§ Passage cité:
::::
Un puissant acte de résistance

À Téhéran, neuf personnes, de sexe et âge variés, font face à des lois ou des mentalités qui entravent leurs libertés…

Chroniques de Téhéran film movie

Le dispositif est minimaliste : un enchaînement de plans-séquences fixes, chacun centré sur un personnage différent (n’ayant a priori aucun lien avec les précédents), avec les autres protagonistes présents grâce à leur voix car restant hors champs – ou à la rigueur en amorce. La simplicité apparente de ces sketches ne fait qu’accentuer la puissance de ce long métrage, nouvel acte de résistance cinématographique face à la censure de la République islamique. Et ce procédé n’est pas synonyme d’absence de créativité : par exemple, à travers le regard caméra magnétique de la gamine qui est supposée se regarder dans le miroir (successivement en dansant avec ses écouteurs puis en essayant à contre-cœur une tenue islamique), le personnage nous interpelle et on ressent son mélange d’accablement et de soif de liberté.

Usant d’un humour grinçant et ironique, Ali Asgari et Alireza Khatami jouent la provocation avec subtilité pour dénoncer l’absurdité des lois et des comportements dans une société hypocrite et sclérosée. Avec malice, "Chroniques de Téhéran" met les oppresseurs face à leurs contradictions et, en les maintenant hors champ, les réalisateurs parviennent à la fois à les déshumaniser et à souligner le côté « Big Brother » très pernicieux de la société iranienne : n’importe qui peut faire figure de bourreau, de dénonciateur ou de moralisateur, avec tous les abus de pouvoir que cela peut engendrer.
::::
§ Entrées extraites:

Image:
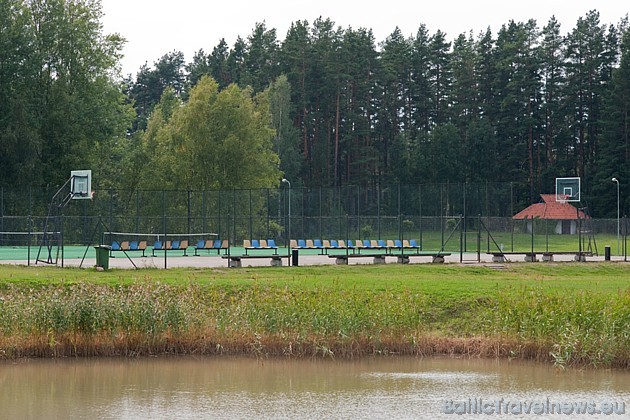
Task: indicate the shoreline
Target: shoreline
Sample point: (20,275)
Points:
(563,314)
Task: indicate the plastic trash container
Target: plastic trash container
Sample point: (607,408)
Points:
(102,256)
(294,257)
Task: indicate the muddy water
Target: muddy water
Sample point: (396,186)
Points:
(382,388)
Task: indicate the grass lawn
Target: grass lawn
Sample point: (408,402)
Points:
(567,313)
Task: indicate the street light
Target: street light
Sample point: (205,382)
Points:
(286,181)
(618,247)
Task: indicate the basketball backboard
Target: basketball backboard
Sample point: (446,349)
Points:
(568,189)
(81,185)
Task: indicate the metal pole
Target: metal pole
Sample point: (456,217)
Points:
(615,180)
(286,181)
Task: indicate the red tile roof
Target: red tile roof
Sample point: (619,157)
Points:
(550,209)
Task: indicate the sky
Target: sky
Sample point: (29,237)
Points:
(154,28)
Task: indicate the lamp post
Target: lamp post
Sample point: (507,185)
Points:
(286,181)
(615,180)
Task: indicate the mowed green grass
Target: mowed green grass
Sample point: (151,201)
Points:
(448,281)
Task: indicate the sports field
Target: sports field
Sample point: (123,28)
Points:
(73,255)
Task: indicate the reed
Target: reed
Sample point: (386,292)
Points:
(322,317)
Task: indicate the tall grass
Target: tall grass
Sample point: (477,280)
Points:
(332,318)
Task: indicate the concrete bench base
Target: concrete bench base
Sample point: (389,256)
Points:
(236,261)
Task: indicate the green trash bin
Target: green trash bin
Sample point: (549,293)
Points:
(102,256)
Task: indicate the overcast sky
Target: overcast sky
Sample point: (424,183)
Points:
(155,27)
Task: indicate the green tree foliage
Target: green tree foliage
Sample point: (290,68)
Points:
(61,108)
(215,140)
(286,141)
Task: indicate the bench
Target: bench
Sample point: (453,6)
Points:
(261,244)
(546,255)
(235,261)
(125,246)
(436,257)
(176,245)
(342,259)
(210,244)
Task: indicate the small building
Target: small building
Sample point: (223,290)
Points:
(565,214)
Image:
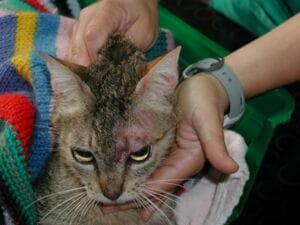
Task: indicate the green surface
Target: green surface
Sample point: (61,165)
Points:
(263,113)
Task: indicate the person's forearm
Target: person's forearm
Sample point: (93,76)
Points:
(270,61)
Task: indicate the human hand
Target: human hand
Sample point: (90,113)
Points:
(136,19)
(202,101)
(199,136)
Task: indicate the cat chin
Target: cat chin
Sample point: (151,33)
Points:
(102,200)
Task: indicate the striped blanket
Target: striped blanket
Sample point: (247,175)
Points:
(25,104)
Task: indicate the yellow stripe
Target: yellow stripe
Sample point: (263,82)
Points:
(24,43)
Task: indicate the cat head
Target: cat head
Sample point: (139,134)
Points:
(114,121)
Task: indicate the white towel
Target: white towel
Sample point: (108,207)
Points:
(211,200)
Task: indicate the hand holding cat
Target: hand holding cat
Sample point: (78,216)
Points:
(199,136)
(136,19)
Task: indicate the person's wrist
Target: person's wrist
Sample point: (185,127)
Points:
(217,88)
(204,80)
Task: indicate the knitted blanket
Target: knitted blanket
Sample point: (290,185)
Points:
(25,109)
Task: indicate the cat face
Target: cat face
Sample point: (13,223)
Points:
(114,124)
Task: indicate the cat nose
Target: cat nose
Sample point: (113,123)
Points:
(112,194)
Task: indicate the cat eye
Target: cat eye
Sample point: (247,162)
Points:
(82,156)
(142,154)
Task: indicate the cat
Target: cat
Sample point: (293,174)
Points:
(113,124)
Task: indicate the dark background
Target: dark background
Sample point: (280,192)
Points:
(275,196)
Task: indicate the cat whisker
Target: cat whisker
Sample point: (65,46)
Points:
(142,202)
(170,194)
(147,191)
(65,209)
(165,182)
(85,209)
(78,196)
(75,209)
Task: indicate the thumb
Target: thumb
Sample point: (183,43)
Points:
(211,135)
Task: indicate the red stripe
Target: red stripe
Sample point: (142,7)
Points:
(37,5)
(20,113)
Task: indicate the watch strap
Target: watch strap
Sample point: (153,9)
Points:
(217,68)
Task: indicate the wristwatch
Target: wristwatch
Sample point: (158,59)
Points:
(218,69)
::::
§ Consigne:
Recopie mot pour mot le passage cité, en commençant par « Le dispositif est » et en continuant jusqu'à « soif de liberté. ». Les entrées constituent un ensemble distinct du passage cité.

§ Tâche accomplie:
Le dispositif est minimaliste : un enchaînement de plans-séquences fixes, chacun centré sur un personnage différent (n’ayant a priori aucun lien avec les précédents), avec les autres protagonistes présents grâce à leur voix car restant hors champs – ou à la rigueur en amorce. La simplicité apparente de ces sketches ne fait qu’accentuer la puissance de ce long métrage, nouvel acte de résistance cinématographique face à la censure de la République islamique. Et ce procédé n’est pas synonyme d’absence de créativité : par exemple, à travers le regard caméra magnétique de la gamine qui est supposée se regarder dans le miroir (successivement en dansant avec ses écouteurs puis en essayant à contre-cœur une tenue islamique), le personnage nous interpelle et on ressent son mélange d’accablement et de soif de liberté.